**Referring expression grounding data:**
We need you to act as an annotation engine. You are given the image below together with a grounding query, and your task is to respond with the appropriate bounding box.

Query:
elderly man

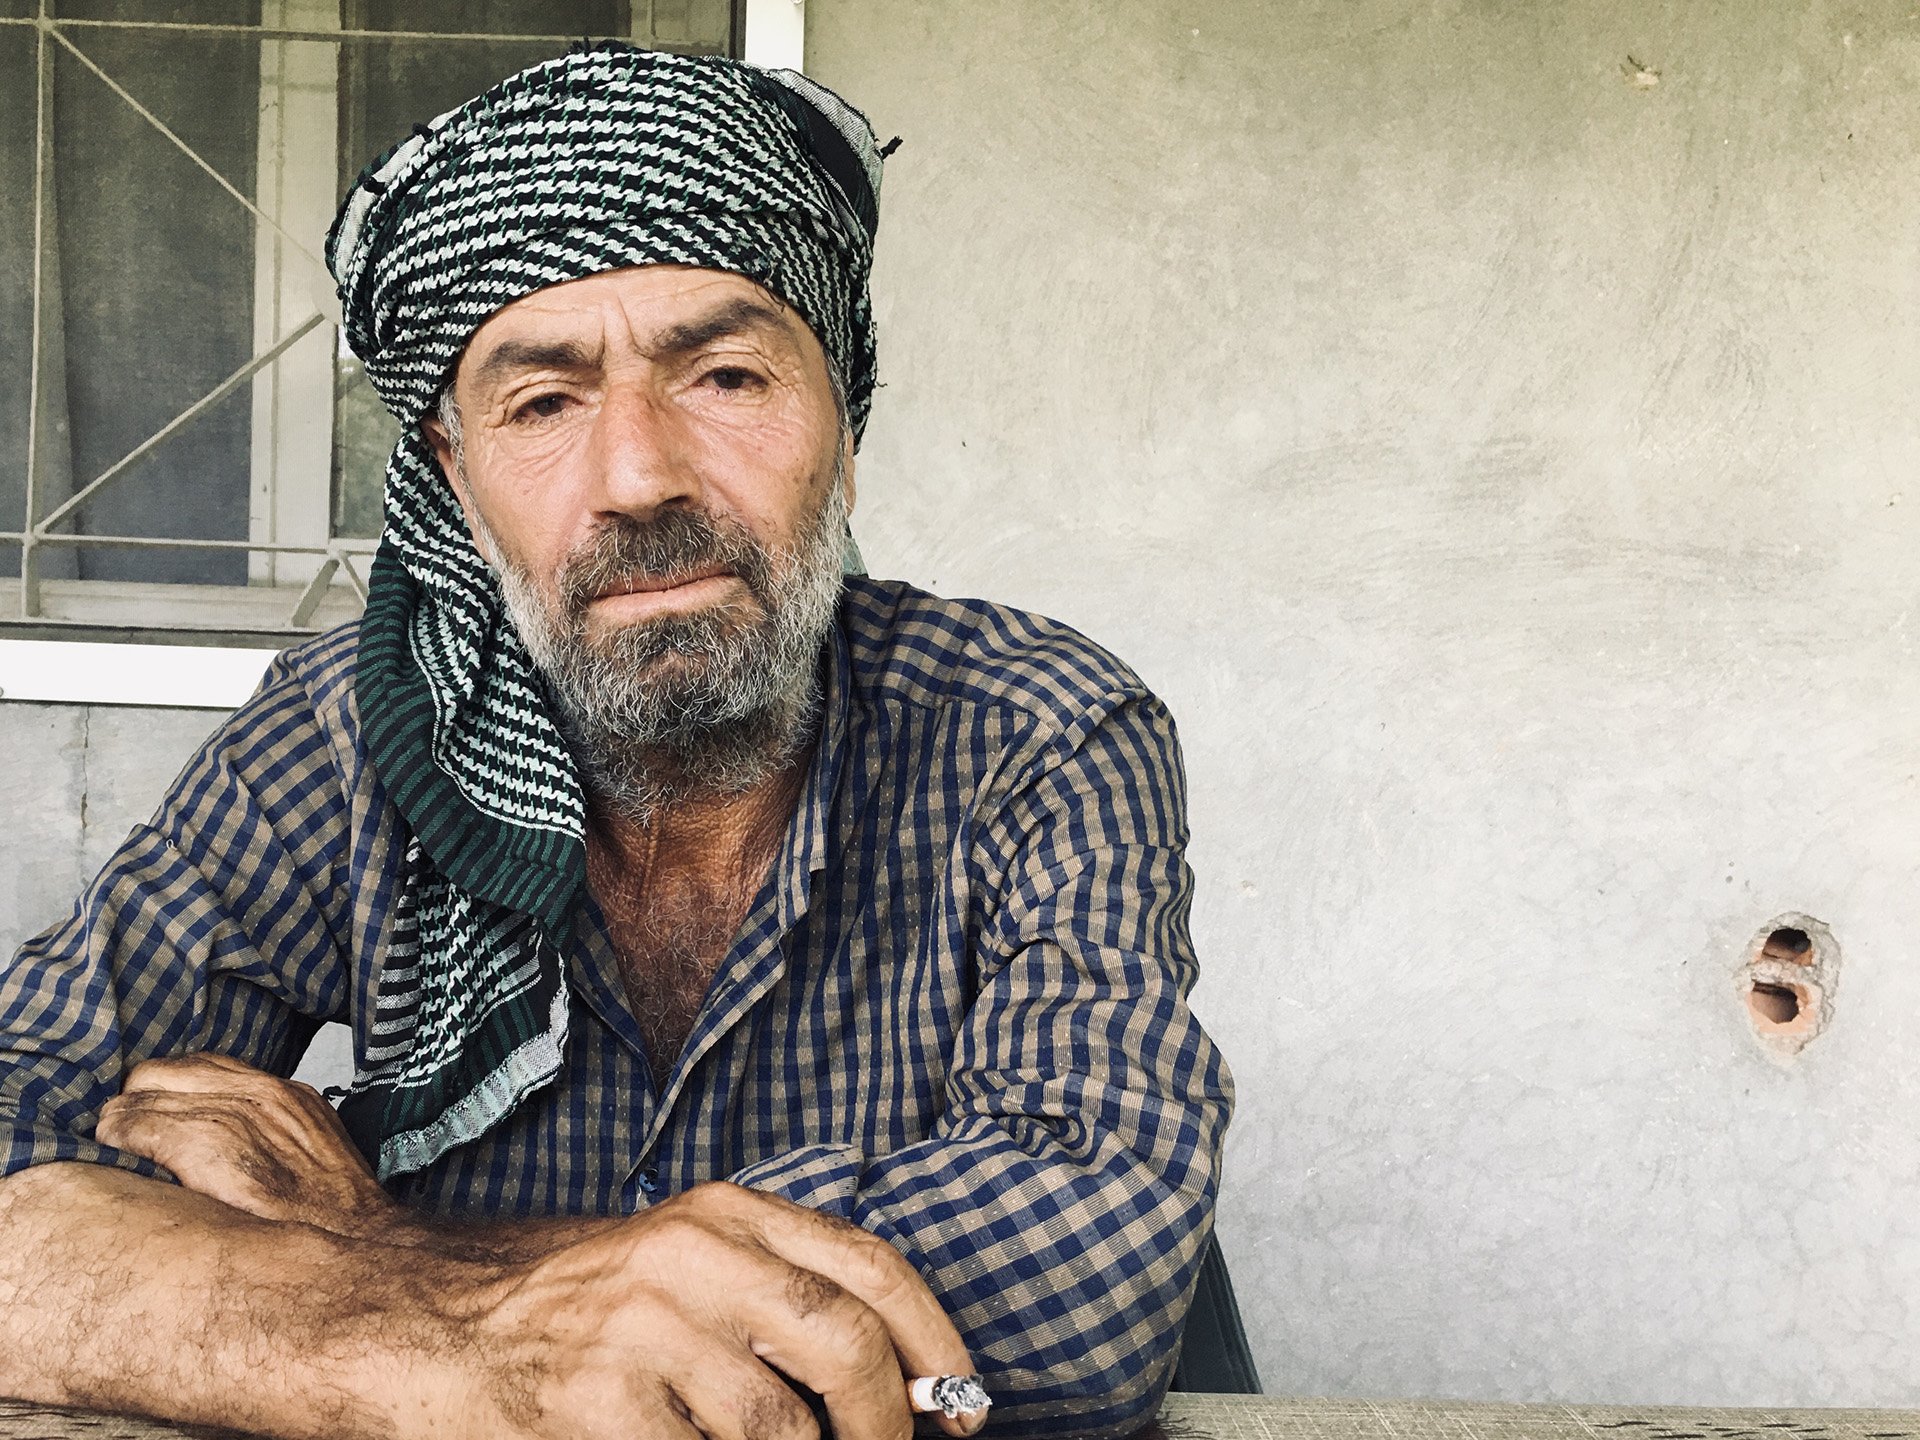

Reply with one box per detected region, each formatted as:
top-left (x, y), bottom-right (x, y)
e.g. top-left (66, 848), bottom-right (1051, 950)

top-left (0, 44), bottom-right (1230, 1440)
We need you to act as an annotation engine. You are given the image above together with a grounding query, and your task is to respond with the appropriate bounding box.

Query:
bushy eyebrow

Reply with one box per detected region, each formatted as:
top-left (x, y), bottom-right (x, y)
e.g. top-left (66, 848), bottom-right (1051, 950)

top-left (466, 297), bottom-right (796, 393)
top-left (468, 338), bottom-right (600, 391)
top-left (648, 296), bottom-right (795, 360)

**What is expected:** Nothing but the lines from the start of the records above through the line with "the image above" should be retyped, each exactly as written; leave out all pictures.

**Output for this exercise:**
We need you to act as an annotation engine. You are given the image below together with a grounding query, and your task is to respond with the appropriate bounding box.

Query:
elderly man


Reply with one box per detected region, each formatted as:
top-left (x, y), bottom-right (x, y)
e.g. top-left (66, 848), bottom-right (1051, 950)

top-left (0, 44), bottom-right (1230, 1440)
We need you to act as an annotation engine. You are given the image above together with a grounding query, and your task is to respond with the appropriate bounding box.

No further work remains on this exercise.